REQUEST A >>
In the passage on creativity in language use below, the quoted sentence about Descartes names the qualities of human speech that remain unexplained. List each one.

--- BEGIN TEXT PASSAGE ---

Let’s consider these last two properties a little more fully: (i) stimulus-freedom (SF) and (ii) apt fit (AF).

Note first that both kinds of creativity though expressed in language, are not restricted to linguistic performances. It’s just that normal language use provides everyday manifestations of both features.

Second, the sources of both these aspects of creativity are, so far as I can tell, still entirely mysterious. We have no idea how to “model” either SF or AF in the general case. We can, of course, identify when specific responses are apt and explain why someone said what they did on specific occasions. However, we have no general theory that illuminates the specific instances.[1] More precisely, it’s not that we have poor theories, it’s that we really have no theories at all. The relevant factors remain mysteries, rather than problems in Chomsky’s parlance. L&M makes this point (12-13):

Honesty forces us to admit that we are as far today as Descartes was three centuries ago from understanding just what enables a human to speak in a way that is innovative, free from stimulus control, and also appropriate and coherent.

The intractability of SF and AF serves to highlight the importance of the competence/performance distinction. The study of competence is largely insulated from these mysterious factors.  How so? Well, it abstracts away from use and studies capacities, not their exercise. SF and PF are not restricted to linguistic performances and so are unlikely intrinsically linked to the human capacity for language. Hence detaching the capacity should not (one hopes) corrupt its study, even if how competence is used for the free expression of thought remains obscure.

--- END TEXT PASSAGE ---
--- BEGIN MATERIAL PROVIDED ---

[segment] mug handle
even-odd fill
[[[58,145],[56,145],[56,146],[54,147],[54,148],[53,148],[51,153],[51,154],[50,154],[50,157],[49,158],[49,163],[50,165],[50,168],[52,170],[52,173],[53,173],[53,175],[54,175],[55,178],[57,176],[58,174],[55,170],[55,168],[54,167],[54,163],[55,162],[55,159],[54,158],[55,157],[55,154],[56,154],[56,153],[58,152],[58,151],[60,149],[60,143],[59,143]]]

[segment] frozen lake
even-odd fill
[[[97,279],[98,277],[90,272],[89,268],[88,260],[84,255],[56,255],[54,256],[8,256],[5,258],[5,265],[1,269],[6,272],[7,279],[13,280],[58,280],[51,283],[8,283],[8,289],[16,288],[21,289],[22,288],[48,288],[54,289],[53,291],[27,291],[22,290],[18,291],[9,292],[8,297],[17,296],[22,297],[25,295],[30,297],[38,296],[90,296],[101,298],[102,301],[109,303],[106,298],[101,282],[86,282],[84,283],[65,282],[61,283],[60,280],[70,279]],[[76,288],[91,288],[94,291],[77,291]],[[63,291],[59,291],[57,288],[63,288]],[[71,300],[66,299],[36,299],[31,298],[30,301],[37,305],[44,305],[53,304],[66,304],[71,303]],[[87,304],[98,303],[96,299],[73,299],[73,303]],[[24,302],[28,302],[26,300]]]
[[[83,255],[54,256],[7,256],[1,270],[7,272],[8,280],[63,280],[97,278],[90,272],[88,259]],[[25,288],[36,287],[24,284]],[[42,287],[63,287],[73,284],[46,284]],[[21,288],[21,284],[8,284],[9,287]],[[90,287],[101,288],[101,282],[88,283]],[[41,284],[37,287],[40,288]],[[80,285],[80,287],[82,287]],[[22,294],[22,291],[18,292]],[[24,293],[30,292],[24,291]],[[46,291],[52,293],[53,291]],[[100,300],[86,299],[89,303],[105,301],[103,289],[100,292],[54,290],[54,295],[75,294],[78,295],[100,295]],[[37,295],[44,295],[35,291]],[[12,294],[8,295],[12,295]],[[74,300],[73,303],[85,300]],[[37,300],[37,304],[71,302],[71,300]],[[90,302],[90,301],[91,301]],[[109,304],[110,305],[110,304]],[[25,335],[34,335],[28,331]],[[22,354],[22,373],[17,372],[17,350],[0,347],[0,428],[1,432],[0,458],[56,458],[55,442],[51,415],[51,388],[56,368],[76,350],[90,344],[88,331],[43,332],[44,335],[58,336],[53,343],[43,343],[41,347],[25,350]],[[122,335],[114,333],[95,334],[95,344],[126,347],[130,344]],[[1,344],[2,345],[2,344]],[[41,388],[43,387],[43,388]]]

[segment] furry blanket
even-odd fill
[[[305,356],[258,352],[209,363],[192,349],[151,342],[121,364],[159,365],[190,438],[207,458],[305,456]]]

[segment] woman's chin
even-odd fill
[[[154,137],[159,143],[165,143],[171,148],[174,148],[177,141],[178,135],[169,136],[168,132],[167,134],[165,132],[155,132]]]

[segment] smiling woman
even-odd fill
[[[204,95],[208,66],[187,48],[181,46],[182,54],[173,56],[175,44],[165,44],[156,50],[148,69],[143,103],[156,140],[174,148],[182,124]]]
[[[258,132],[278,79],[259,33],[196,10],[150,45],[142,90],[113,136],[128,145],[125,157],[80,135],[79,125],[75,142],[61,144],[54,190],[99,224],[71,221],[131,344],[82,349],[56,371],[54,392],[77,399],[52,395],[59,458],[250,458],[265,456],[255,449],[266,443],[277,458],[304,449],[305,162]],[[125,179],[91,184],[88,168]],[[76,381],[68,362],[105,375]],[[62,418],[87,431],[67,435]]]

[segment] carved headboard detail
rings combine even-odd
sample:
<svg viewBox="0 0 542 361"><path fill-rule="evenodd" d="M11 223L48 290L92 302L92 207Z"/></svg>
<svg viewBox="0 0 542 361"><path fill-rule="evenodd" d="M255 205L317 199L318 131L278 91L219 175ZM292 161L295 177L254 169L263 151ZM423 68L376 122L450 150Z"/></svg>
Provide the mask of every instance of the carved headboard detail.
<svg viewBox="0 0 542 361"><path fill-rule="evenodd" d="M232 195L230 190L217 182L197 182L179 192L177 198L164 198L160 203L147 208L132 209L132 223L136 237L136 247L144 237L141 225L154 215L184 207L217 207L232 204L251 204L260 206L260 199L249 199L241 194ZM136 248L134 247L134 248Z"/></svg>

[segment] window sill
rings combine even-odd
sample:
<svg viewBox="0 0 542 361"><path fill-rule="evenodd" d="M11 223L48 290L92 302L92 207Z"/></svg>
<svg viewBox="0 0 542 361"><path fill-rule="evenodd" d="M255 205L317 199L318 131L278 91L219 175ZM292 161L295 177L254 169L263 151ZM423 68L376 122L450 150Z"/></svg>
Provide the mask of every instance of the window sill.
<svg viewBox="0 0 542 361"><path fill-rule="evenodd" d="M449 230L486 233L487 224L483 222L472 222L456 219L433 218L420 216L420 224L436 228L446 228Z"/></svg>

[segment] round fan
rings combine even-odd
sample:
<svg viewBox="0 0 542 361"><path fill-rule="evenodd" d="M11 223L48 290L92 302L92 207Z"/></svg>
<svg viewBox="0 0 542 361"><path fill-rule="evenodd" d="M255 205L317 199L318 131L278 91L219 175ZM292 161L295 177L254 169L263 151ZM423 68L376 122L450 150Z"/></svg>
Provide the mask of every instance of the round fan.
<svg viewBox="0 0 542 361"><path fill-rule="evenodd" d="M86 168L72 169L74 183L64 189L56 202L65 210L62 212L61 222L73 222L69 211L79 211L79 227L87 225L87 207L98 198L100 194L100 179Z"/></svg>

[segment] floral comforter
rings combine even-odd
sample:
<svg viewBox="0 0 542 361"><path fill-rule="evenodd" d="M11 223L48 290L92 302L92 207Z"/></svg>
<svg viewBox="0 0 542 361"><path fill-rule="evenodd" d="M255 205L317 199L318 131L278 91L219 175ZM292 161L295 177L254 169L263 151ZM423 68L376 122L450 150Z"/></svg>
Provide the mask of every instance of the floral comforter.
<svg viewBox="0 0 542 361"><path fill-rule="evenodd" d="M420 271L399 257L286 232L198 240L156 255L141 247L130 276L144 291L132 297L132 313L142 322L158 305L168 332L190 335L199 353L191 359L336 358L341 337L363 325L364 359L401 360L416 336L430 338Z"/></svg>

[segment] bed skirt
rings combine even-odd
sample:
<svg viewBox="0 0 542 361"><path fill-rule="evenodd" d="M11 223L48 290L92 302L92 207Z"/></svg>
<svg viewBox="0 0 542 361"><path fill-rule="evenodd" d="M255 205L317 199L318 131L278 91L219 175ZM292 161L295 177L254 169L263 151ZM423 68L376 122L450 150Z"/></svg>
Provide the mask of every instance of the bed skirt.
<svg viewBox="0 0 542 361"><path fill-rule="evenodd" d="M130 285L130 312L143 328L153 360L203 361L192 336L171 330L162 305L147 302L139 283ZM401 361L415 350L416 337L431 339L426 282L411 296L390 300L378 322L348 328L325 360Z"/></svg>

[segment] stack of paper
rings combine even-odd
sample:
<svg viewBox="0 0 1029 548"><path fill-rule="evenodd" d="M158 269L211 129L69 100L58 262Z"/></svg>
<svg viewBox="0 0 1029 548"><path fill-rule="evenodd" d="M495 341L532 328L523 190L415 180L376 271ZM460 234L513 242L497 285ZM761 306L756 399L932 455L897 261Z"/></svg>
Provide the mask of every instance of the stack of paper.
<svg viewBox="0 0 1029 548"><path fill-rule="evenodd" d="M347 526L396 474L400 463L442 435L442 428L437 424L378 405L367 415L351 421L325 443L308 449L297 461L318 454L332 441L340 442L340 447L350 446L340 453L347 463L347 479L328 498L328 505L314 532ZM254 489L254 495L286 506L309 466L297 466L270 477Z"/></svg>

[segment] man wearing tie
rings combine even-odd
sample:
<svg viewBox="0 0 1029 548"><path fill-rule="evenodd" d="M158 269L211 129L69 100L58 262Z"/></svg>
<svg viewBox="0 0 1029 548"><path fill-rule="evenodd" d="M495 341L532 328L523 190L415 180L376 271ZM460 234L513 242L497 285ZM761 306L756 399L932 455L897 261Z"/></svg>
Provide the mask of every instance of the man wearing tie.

--- END MATERIAL PROVIDED ---

REQUEST B >>
Duplicate everything in the records above from the line containing "[segment] carved headboard detail" down to the line containing "195L230 190L217 182L197", including both of those lines.

OUTPUT A >>
- innovative
- free from stimulus control
- appropriate
- coherent

OUTPUT B >>
[segment] carved headboard detail
rings combine even-odd
sample:
<svg viewBox="0 0 542 361"><path fill-rule="evenodd" d="M11 223L48 290L92 302L92 207Z"/></svg>
<svg viewBox="0 0 542 361"><path fill-rule="evenodd" d="M255 205L317 199L318 131L278 91L219 175ZM292 161L295 177L254 169L263 151ZM423 68L376 122L450 150Z"/></svg>
Provide the mask of every instance of the carved headboard detail.
<svg viewBox="0 0 542 361"><path fill-rule="evenodd" d="M232 195L230 190L217 182L197 182L179 192L177 198L164 198L160 203L147 208L132 209L132 223L136 237L136 247L144 237L141 225L154 215L184 207L217 207L232 204L251 204L260 206L260 199L249 199L241 194ZM136 248L134 247L134 248Z"/></svg>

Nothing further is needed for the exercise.